== Aim of the task ==
Rename "pixel coordinates" to "image coordinates" everywhere in the items below and leave every other part untouched.

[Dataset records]
○ ○ ○ ○ ○

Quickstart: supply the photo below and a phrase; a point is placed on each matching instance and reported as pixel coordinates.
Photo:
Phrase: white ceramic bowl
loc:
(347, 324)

○ ○ ○ ○ ○

== Answer for the task ==
Quickstart: supply the photo below and a phrase; a point is placed on each matching instance and reported as image coordinates.
Photo:
Phrase: white ceramic bowl
loc:
(347, 324)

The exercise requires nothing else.